Start DATA IN THIS EXERCISE

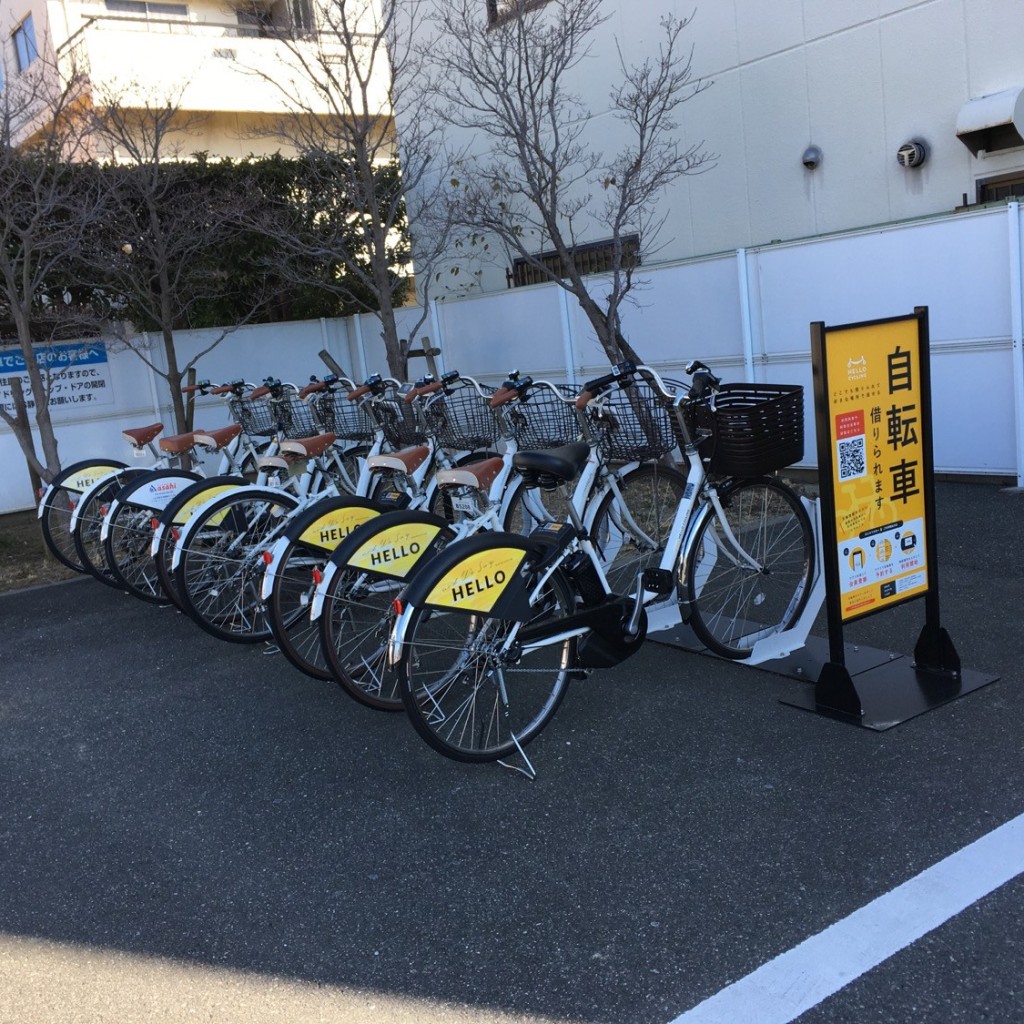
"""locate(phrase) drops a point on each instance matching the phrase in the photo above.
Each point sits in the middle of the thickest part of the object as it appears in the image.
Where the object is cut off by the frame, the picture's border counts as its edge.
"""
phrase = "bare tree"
(350, 68)
(153, 253)
(47, 204)
(540, 180)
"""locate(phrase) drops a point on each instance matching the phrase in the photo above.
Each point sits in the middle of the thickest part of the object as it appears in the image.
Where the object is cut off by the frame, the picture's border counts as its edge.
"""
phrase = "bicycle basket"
(544, 420)
(254, 416)
(339, 416)
(755, 428)
(635, 422)
(461, 420)
(397, 420)
(295, 416)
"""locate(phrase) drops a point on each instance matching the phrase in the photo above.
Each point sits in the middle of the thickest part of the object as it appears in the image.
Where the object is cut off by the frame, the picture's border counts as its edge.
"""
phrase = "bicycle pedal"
(658, 581)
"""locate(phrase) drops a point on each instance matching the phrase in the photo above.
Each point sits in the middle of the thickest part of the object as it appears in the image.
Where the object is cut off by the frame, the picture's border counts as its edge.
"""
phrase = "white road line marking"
(801, 978)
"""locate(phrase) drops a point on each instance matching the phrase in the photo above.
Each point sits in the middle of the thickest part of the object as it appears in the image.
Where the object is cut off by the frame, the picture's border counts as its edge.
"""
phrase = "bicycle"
(456, 418)
(207, 558)
(491, 632)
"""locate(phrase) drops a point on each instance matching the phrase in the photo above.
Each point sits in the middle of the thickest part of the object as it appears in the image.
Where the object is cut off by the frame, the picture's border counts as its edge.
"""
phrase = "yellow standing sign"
(878, 429)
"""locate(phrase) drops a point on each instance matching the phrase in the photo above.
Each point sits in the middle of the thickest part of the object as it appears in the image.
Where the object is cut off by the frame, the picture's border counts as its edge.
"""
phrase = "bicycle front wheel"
(749, 577)
(470, 693)
(634, 519)
(220, 562)
(354, 627)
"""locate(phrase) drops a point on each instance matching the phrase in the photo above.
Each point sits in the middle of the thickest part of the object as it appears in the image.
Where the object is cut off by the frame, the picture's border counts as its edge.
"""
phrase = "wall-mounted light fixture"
(811, 158)
(911, 154)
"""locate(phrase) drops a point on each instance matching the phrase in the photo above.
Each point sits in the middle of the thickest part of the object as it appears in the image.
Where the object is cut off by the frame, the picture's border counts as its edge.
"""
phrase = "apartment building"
(823, 116)
(235, 66)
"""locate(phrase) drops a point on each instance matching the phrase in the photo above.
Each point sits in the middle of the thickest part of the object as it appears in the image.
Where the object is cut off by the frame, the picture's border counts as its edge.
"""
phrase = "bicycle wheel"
(172, 520)
(733, 603)
(465, 696)
(58, 503)
(354, 627)
(220, 562)
(630, 528)
(532, 507)
(307, 546)
(87, 523)
(127, 550)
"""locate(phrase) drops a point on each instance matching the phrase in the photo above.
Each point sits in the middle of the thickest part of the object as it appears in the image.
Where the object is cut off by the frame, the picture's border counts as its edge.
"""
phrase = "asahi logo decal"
(396, 551)
(477, 582)
(330, 529)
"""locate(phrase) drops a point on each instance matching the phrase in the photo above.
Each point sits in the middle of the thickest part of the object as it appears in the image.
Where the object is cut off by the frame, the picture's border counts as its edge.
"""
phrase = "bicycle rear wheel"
(127, 551)
(88, 523)
(220, 562)
(630, 531)
(469, 699)
(58, 505)
(733, 603)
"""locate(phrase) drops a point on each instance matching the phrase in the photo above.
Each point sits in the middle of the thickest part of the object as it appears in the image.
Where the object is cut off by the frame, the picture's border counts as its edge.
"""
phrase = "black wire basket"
(543, 420)
(635, 423)
(461, 420)
(337, 415)
(398, 421)
(254, 416)
(754, 428)
(294, 416)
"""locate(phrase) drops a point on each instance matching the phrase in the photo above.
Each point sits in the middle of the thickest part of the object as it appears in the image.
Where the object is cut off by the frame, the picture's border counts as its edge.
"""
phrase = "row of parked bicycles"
(457, 550)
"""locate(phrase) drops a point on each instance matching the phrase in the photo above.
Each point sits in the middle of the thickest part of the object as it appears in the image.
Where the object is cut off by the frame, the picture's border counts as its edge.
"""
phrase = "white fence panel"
(745, 313)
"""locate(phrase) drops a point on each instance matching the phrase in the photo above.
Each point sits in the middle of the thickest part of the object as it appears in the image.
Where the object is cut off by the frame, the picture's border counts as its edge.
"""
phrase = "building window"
(142, 8)
(25, 43)
(501, 10)
(1005, 187)
(595, 257)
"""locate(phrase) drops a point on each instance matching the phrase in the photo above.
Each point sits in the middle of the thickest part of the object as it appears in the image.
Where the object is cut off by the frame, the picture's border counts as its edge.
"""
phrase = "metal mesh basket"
(339, 416)
(294, 416)
(754, 428)
(461, 420)
(398, 421)
(254, 416)
(635, 422)
(544, 420)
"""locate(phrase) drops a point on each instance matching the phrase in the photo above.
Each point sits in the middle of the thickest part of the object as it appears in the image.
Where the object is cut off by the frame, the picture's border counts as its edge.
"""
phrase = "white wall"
(747, 313)
(857, 78)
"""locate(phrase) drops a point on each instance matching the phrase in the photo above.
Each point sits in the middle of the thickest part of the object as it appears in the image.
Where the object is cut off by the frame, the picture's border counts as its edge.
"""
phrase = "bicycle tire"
(219, 562)
(353, 630)
(450, 678)
(356, 610)
(732, 605)
(58, 503)
(633, 539)
(173, 518)
(88, 523)
(128, 530)
(295, 579)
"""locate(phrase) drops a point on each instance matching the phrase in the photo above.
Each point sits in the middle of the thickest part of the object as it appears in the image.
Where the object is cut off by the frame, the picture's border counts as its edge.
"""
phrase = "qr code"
(852, 458)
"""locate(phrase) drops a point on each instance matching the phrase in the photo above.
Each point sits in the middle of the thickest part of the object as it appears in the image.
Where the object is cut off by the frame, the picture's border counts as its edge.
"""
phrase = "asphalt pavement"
(194, 830)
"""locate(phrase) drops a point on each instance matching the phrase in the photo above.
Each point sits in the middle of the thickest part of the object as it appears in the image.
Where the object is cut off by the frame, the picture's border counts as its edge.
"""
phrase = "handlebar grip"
(503, 396)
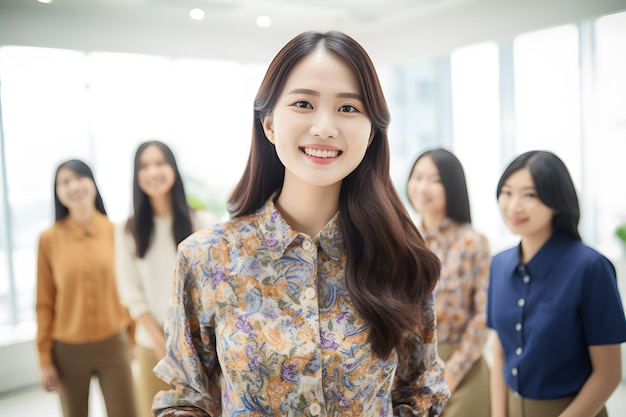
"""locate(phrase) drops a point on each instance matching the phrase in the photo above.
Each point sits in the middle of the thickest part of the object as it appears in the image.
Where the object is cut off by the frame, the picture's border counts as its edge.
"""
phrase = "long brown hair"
(390, 272)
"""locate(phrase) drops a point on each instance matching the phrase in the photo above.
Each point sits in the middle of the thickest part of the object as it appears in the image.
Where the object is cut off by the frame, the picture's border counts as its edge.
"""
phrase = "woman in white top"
(145, 252)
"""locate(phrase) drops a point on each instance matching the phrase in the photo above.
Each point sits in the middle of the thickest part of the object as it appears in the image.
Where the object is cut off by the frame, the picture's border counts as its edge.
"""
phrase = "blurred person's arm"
(190, 364)
(475, 336)
(419, 388)
(605, 376)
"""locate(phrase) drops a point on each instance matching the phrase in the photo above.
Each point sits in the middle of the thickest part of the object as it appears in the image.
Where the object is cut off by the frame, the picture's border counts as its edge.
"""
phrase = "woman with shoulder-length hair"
(315, 299)
(553, 301)
(146, 254)
(81, 324)
(437, 190)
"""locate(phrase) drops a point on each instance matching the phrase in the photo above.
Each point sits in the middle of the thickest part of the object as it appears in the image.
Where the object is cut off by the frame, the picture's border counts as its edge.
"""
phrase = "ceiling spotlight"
(196, 14)
(263, 21)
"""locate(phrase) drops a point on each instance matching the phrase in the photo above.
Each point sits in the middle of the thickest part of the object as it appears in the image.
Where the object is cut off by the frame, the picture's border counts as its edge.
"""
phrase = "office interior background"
(487, 79)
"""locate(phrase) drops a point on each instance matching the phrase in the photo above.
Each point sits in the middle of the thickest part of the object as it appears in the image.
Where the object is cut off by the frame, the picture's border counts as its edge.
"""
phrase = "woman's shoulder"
(226, 233)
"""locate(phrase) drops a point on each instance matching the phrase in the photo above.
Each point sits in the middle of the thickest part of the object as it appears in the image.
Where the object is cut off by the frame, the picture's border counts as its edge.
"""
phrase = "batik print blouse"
(461, 293)
(261, 324)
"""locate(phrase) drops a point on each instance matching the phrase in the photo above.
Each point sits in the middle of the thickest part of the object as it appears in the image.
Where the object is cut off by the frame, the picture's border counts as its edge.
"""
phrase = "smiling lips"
(321, 153)
(516, 221)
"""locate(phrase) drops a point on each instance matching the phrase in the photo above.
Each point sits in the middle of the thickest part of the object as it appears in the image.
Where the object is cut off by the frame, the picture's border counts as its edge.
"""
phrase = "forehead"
(322, 70)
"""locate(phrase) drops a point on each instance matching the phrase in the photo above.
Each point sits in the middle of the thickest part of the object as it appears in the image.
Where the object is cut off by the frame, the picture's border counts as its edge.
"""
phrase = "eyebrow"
(316, 93)
(523, 188)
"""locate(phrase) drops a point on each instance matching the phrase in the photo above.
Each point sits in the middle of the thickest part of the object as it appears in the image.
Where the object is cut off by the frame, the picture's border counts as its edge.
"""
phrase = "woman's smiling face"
(319, 125)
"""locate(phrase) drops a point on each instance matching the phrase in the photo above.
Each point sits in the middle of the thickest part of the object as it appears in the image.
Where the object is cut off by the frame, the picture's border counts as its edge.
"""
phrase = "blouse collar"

End DATA IN THIS EXERCISE

## DIRECTION
Pull out every line of the entries above that contains the word "shoulder", treating uppercase and lowercase letters as different.

## WRITTEN SOLUTION
phrase = "woman with shoulder-length hair"
phrase = "woman's shoulder"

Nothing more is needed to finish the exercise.